* The request:
Copy the lines verbatim, beginning with the line that contains "Annotation task — locate each instance of the team" and continuing through the end of the data, and only those lines.
Start of Records supplied
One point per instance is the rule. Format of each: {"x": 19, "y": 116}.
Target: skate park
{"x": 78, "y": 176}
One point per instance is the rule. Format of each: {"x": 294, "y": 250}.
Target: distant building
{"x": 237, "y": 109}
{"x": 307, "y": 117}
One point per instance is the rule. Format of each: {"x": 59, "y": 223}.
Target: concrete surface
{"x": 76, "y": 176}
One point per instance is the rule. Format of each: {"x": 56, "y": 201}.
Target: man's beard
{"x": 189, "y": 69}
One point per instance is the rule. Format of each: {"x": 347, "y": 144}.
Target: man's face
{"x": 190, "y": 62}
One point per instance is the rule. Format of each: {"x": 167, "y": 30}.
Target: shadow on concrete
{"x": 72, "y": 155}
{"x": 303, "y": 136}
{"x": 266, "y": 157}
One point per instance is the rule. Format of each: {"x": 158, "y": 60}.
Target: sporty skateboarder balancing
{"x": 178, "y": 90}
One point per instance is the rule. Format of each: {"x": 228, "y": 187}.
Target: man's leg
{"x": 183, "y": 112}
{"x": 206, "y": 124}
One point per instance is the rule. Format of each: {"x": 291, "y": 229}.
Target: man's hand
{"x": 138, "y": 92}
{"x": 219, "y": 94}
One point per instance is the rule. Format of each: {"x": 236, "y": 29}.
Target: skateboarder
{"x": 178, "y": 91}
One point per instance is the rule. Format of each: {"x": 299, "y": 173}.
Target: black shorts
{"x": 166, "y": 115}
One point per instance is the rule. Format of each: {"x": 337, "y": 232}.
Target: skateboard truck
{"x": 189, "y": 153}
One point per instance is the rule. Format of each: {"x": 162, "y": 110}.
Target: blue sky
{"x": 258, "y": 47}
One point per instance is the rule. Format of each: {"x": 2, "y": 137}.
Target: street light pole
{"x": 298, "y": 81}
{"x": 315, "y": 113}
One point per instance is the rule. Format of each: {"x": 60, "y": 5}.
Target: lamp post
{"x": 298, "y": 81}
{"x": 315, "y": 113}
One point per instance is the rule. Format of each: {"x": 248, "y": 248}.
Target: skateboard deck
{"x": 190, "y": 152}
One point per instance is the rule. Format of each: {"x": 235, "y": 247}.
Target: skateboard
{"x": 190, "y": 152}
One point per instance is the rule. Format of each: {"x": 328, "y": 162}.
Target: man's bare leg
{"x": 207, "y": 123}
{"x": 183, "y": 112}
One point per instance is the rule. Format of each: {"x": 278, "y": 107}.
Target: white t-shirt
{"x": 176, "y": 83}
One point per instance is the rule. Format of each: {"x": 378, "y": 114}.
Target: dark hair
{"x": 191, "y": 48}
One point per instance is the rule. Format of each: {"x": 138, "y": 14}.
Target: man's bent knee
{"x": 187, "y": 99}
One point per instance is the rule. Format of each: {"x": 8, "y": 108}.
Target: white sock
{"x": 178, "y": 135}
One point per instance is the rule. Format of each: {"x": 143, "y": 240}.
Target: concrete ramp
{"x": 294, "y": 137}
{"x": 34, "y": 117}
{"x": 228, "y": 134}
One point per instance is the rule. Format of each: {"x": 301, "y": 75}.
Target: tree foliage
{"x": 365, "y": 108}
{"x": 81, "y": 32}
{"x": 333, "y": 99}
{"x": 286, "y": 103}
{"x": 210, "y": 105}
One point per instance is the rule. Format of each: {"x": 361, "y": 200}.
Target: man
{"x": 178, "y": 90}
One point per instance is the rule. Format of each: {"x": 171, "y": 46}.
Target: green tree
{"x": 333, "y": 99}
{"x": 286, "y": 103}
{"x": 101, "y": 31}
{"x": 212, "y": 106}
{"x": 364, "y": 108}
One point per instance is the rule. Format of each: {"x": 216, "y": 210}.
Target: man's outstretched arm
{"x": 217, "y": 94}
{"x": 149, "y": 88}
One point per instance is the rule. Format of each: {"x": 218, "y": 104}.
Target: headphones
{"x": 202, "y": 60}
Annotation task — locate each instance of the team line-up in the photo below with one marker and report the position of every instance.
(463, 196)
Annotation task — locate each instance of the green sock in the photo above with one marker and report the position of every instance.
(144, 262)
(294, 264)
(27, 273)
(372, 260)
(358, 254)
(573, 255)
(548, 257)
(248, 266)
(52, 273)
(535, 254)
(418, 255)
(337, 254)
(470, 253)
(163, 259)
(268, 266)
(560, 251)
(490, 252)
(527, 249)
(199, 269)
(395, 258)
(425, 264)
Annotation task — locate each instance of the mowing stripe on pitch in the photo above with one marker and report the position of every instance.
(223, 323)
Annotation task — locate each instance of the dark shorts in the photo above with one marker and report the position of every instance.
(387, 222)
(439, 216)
End of Records supplied
* Written solution:
Annotation task — locate each instance of the team line-up in the photo below with one marker and report the position of every instance.
(463, 196)
Annotation task — locate each instance of the green sock in the photo above with one marker and report the position of every instance.
(144, 262)
(294, 264)
(27, 273)
(372, 260)
(358, 254)
(573, 255)
(548, 257)
(248, 266)
(52, 273)
(535, 254)
(418, 255)
(337, 254)
(470, 253)
(163, 259)
(268, 266)
(560, 251)
(490, 252)
(527, 249)
(199, 269)
(395, 258)
(425, 264)
Annotation task — locate each instance of the mowing stripe on pitch in the photo above with one marker and report the position of every instance.
(223, 323)
Annotation task — locate each instance of the dark shorts in the photo above with one marker and report the position of every instance.
(387, 222)
(439, 216)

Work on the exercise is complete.